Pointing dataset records
┌────────
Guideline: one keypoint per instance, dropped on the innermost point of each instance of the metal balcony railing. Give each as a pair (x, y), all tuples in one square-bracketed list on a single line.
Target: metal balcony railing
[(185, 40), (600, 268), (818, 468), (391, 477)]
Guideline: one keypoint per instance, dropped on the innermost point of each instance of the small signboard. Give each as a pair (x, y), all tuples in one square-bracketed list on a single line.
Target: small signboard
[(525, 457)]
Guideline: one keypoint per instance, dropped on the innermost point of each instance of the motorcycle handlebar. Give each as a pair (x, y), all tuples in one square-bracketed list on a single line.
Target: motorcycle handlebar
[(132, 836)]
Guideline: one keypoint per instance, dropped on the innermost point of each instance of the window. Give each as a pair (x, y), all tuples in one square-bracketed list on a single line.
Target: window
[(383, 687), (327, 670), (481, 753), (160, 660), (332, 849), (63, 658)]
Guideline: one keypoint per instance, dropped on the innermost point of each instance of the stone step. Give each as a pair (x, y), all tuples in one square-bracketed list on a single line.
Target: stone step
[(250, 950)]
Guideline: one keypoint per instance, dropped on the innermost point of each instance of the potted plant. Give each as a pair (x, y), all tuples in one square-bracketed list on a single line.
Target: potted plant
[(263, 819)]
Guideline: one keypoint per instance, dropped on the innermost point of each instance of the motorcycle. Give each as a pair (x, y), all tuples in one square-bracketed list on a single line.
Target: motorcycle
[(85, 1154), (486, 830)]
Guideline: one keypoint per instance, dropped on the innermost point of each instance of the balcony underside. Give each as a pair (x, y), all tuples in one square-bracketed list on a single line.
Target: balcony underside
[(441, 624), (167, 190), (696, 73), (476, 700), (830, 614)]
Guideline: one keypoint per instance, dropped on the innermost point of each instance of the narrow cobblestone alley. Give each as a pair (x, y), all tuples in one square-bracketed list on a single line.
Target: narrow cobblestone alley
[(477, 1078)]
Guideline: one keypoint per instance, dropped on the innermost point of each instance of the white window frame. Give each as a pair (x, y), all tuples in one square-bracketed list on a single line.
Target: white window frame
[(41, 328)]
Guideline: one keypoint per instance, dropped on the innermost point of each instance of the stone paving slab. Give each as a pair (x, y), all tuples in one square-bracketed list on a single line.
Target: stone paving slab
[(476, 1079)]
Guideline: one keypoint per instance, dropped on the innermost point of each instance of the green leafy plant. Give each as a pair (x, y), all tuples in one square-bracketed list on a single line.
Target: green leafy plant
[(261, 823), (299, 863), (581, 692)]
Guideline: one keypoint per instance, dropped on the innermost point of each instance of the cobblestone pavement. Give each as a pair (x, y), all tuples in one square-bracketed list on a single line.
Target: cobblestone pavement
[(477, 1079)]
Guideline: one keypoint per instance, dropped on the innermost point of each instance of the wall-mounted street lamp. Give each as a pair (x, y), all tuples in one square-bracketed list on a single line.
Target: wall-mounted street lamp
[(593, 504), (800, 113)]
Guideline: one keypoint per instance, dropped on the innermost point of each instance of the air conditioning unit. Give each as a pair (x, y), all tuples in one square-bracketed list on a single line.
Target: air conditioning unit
└────────
┌────────
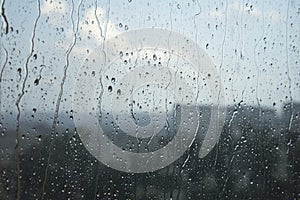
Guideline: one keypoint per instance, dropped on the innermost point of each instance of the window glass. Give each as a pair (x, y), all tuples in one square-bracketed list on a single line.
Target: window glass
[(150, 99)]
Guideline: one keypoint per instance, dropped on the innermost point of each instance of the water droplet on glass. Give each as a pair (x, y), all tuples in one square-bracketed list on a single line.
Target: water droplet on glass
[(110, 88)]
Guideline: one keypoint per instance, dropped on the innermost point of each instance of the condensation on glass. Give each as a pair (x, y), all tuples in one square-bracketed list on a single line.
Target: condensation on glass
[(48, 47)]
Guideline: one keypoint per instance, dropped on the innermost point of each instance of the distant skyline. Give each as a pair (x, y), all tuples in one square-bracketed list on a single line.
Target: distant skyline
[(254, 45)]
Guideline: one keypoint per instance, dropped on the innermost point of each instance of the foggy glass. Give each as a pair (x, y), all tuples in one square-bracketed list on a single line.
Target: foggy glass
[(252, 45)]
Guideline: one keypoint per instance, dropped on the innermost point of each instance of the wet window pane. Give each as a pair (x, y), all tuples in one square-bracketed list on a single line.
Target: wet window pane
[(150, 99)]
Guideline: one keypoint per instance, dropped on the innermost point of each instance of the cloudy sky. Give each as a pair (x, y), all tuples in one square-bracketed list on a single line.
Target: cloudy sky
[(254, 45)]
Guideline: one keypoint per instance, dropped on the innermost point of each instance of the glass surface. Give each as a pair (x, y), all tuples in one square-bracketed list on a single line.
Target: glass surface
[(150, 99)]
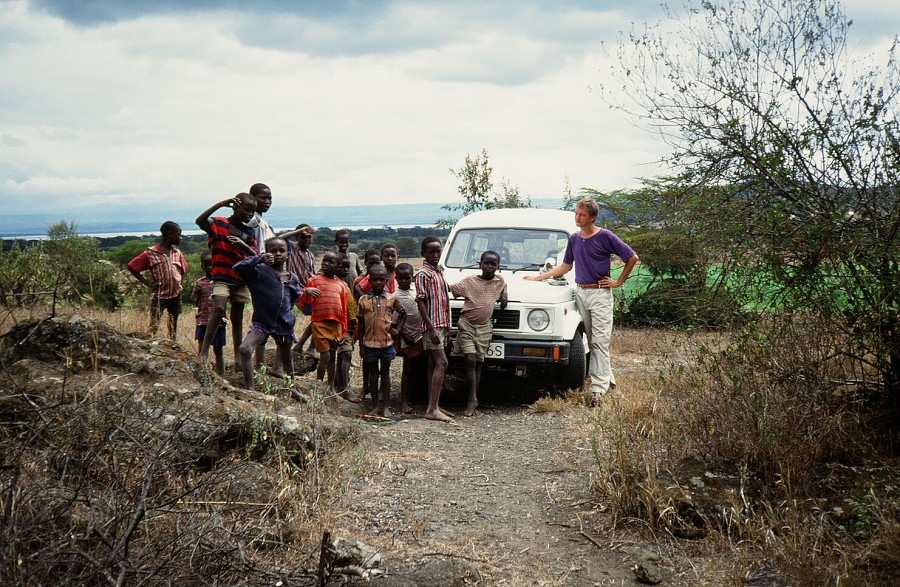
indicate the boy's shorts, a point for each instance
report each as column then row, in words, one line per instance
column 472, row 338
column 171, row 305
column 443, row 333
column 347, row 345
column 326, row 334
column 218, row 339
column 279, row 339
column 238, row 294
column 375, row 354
└────────
┌────────
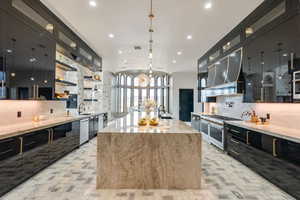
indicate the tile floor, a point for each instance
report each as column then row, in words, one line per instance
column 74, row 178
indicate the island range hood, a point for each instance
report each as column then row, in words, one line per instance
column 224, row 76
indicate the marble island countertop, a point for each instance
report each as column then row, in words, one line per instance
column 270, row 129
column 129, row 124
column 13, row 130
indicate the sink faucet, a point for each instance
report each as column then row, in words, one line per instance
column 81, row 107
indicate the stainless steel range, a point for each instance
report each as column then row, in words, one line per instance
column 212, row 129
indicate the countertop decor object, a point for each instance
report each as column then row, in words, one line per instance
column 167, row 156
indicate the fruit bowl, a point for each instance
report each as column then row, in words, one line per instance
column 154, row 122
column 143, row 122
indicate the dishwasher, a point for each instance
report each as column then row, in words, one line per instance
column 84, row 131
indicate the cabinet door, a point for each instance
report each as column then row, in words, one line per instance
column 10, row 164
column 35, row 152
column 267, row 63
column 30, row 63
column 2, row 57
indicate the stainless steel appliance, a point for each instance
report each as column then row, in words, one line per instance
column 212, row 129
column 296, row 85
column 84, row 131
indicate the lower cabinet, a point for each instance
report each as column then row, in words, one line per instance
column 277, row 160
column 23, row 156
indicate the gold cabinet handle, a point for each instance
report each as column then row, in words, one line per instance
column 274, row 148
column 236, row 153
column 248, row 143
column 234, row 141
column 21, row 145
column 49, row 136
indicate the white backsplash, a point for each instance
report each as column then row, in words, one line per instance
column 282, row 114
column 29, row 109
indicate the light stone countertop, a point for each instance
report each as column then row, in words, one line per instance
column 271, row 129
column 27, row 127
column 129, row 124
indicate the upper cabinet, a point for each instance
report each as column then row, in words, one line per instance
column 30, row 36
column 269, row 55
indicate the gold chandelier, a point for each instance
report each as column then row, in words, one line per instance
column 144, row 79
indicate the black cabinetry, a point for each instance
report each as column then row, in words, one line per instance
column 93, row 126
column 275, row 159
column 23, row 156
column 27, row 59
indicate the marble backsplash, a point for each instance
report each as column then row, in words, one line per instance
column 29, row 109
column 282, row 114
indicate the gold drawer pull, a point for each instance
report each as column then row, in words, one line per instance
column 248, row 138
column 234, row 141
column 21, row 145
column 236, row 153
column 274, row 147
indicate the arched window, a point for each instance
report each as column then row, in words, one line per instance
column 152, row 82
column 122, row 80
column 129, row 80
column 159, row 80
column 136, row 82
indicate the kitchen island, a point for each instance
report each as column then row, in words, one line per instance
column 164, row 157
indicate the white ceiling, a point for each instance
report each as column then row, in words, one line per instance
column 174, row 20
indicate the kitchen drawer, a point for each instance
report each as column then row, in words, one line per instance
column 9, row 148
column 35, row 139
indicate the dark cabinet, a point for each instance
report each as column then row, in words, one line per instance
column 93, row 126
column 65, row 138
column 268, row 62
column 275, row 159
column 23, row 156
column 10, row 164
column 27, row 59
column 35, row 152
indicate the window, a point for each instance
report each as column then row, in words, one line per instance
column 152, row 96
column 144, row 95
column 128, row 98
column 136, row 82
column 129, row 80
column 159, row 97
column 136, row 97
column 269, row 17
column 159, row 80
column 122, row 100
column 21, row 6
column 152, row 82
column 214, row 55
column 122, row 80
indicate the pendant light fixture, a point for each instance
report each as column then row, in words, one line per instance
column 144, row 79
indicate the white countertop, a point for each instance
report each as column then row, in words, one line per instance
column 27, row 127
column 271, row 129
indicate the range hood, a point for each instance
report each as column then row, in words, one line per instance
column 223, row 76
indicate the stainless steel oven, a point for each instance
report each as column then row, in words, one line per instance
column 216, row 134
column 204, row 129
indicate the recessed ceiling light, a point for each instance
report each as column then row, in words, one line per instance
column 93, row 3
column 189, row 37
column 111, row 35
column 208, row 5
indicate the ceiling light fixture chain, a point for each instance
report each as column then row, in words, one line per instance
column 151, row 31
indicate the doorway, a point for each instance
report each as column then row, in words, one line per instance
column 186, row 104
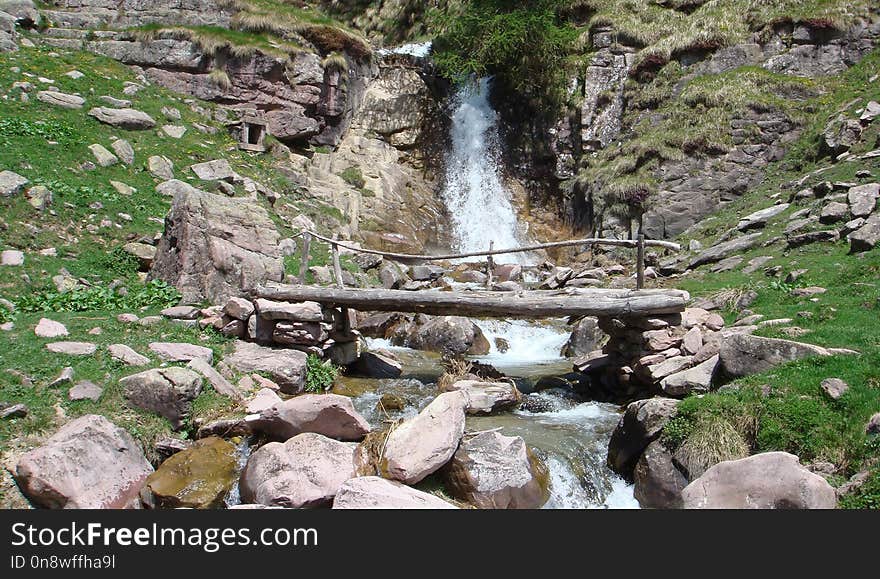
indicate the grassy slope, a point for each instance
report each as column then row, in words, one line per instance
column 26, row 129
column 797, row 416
└────────
▶ **Required work**
Retype, word for word, the lines of the listing above, starting with the line that contains "indicate the white countertop, a" and stopping after the line that contains "column 223, row 76".

▶ **Output below**
indicate the white countertop, a point for each instance
report each as column then row, in words, one line per instance
column 27, row 127
column 271, row 129
indicate the range hood, a point for each instance
report each as column then row, in words, one line per instance
column 223, row 76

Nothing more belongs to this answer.